--- TASK TO COMPLETE ---
Look below for the line containing "scan for: white rose"; from there through the line containing "scan for: glitter snowflake decoration", both lines included, please set down each line exactly and nothing else.

Data items:

-----

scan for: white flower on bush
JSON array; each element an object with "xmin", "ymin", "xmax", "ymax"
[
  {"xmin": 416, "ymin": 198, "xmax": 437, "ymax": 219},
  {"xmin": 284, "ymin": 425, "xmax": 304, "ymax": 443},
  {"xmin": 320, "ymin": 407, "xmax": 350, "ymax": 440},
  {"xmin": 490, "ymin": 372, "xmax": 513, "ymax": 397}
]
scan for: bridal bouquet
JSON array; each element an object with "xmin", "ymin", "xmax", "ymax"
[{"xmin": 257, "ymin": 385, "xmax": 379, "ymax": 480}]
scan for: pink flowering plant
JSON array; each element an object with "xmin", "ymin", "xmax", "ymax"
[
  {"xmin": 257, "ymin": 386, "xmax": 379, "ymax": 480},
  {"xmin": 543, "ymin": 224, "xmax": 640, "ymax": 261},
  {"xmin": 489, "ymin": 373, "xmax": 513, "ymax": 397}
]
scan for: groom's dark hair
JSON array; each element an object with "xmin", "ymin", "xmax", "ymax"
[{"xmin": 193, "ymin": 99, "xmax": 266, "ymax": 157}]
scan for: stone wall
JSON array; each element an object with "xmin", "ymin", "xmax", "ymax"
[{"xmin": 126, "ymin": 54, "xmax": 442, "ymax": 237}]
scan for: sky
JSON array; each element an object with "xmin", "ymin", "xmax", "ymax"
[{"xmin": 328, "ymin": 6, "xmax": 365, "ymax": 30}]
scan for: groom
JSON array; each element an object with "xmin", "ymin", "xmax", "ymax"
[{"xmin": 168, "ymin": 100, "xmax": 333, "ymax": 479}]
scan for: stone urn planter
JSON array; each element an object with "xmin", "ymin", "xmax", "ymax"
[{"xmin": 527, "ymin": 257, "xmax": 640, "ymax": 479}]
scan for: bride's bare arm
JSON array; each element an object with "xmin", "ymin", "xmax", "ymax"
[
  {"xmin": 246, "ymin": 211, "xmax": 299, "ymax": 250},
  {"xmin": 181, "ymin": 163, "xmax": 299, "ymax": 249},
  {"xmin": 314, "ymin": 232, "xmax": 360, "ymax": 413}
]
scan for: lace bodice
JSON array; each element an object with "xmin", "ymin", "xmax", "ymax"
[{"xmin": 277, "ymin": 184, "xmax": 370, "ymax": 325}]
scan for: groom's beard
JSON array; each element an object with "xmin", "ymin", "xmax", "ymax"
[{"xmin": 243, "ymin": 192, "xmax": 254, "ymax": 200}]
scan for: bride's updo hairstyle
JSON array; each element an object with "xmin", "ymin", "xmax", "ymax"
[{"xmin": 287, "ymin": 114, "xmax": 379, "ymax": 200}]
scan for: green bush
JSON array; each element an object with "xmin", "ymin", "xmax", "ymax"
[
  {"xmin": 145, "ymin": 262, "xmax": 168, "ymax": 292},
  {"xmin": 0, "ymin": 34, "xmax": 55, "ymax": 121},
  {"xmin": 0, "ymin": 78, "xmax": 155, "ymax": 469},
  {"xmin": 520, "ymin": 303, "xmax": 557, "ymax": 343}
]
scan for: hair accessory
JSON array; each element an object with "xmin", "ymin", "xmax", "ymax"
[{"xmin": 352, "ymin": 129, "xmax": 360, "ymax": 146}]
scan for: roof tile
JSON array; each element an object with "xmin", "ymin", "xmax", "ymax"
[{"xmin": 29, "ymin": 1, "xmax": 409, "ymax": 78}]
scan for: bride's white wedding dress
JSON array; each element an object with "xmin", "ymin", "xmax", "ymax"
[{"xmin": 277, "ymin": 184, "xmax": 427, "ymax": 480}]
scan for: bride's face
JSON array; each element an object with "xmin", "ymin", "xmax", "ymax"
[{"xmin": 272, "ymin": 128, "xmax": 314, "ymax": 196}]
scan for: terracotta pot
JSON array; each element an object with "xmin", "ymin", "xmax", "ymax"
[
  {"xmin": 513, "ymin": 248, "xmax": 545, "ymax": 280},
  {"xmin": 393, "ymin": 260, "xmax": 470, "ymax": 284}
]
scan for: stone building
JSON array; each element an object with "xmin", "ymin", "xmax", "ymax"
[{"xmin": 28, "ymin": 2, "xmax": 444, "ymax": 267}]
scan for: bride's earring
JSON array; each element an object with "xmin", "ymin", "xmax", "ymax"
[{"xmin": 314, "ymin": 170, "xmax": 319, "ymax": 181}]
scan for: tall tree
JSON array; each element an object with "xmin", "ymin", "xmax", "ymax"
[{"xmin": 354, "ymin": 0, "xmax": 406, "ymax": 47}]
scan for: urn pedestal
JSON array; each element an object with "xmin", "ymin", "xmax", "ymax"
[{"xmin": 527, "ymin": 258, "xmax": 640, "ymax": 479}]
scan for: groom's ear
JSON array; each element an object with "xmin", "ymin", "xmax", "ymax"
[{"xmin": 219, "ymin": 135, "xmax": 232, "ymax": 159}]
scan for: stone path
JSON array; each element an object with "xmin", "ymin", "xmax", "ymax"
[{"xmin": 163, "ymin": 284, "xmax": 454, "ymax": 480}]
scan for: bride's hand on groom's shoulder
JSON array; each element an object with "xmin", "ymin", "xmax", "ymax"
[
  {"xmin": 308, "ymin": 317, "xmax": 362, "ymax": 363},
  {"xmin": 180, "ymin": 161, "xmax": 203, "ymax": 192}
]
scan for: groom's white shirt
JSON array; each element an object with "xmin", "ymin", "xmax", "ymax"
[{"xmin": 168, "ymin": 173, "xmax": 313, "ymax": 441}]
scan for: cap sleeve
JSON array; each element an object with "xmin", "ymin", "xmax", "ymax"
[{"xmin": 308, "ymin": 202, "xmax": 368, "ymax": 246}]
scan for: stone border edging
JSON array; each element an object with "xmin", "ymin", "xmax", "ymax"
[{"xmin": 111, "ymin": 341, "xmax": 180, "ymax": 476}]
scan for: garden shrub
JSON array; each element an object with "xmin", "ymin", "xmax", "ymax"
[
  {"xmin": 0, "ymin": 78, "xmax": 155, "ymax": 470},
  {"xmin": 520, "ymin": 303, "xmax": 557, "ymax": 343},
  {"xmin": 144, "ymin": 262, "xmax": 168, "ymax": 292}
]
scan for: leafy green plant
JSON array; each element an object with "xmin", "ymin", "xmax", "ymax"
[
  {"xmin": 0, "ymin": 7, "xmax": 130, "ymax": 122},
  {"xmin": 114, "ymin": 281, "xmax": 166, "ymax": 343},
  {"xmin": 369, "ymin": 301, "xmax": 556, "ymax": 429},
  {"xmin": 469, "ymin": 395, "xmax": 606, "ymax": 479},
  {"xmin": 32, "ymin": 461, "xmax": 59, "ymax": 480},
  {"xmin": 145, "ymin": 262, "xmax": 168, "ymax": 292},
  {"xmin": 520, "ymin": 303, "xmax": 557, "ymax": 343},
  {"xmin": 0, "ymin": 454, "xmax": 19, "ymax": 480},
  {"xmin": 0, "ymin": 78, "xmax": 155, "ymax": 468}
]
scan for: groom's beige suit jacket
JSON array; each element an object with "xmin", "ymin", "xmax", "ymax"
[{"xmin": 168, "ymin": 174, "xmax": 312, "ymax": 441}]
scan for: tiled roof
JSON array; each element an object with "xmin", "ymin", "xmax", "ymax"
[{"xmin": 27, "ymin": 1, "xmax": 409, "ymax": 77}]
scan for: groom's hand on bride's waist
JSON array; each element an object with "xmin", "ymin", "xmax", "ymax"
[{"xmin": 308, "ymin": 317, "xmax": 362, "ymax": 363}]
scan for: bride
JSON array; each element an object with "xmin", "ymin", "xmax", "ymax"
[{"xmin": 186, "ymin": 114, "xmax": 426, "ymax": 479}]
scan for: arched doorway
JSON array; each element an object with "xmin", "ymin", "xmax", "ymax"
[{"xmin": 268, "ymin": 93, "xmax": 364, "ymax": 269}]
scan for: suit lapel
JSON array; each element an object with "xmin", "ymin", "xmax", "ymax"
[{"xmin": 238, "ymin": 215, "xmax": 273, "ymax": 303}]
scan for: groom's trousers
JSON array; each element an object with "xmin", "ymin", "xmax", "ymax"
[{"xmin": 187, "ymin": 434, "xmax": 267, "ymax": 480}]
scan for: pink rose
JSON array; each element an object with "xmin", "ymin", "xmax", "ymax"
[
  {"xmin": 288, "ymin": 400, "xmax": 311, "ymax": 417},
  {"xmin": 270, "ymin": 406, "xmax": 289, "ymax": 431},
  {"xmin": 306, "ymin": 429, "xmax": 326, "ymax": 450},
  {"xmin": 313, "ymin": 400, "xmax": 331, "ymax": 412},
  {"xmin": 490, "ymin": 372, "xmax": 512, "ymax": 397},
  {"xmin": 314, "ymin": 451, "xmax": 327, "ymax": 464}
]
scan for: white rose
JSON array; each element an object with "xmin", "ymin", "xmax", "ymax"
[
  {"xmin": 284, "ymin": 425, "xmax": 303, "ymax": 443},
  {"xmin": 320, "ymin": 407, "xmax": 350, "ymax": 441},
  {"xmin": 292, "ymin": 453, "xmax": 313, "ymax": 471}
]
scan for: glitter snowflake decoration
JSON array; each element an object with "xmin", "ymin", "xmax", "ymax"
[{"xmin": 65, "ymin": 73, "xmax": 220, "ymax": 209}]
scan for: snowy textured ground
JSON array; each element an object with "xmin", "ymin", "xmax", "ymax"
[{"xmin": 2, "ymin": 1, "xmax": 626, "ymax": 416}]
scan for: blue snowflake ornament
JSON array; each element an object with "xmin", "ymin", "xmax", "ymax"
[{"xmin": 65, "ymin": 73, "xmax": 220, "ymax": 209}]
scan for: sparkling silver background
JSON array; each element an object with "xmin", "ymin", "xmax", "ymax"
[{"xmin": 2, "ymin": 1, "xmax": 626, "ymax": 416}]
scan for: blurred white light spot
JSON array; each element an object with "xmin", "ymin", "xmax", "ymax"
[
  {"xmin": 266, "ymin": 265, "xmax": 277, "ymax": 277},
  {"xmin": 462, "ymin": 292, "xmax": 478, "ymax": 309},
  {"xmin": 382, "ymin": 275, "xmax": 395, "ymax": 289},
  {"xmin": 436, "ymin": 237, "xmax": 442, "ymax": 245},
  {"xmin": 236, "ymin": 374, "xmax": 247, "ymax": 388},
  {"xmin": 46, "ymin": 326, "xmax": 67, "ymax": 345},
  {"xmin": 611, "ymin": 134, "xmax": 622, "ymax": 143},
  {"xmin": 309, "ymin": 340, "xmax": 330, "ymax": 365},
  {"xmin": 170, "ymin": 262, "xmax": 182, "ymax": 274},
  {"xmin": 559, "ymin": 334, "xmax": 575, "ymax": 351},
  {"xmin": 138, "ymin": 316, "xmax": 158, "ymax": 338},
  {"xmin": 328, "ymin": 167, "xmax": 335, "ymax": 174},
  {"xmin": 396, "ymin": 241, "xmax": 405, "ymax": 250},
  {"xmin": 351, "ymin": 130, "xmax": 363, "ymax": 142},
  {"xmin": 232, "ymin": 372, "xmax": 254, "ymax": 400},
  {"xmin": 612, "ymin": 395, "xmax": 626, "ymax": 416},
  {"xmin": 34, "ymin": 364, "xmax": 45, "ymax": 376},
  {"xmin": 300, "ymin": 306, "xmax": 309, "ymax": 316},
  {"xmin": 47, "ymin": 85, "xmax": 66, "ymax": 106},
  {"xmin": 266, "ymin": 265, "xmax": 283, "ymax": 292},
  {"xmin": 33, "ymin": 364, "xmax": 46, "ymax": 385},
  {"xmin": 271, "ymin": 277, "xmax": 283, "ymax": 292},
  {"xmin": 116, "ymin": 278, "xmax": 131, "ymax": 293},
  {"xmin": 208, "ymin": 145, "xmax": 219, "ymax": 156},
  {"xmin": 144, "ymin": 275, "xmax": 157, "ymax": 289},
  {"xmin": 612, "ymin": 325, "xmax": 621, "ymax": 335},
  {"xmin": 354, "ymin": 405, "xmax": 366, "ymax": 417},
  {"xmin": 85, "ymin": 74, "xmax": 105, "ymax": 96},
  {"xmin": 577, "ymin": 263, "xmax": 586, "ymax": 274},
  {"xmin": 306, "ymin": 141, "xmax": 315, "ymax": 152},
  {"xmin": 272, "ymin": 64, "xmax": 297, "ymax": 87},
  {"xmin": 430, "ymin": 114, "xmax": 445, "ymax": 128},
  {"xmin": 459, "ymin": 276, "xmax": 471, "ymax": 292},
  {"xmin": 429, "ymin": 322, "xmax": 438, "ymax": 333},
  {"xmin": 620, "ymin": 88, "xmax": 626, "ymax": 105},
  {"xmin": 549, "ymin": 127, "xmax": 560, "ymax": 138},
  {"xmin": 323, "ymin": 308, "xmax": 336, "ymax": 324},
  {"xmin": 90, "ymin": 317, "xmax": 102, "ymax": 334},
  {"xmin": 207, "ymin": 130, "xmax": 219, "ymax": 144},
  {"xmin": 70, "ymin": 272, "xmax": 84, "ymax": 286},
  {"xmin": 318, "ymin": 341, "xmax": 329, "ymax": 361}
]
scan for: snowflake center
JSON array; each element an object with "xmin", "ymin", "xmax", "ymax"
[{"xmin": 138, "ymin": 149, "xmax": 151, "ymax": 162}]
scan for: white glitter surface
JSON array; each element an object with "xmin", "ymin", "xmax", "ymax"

-----

--- RESULT ---
scan for: white rose
JSON array; each element an object with "xmin", "ymin", "xmax", "ymax"
[
  {"xmin": 284, "ymin": 425, "xmax": 303, "ymax": 443},
  {"xmin": 320, "ymin": 407, "xmax": 350, "ymax": 441},
  {"xmin": 292, "ymin": 453, "xmax": 313, "ymax": 471}
]
scan for: glitter snowflake decoration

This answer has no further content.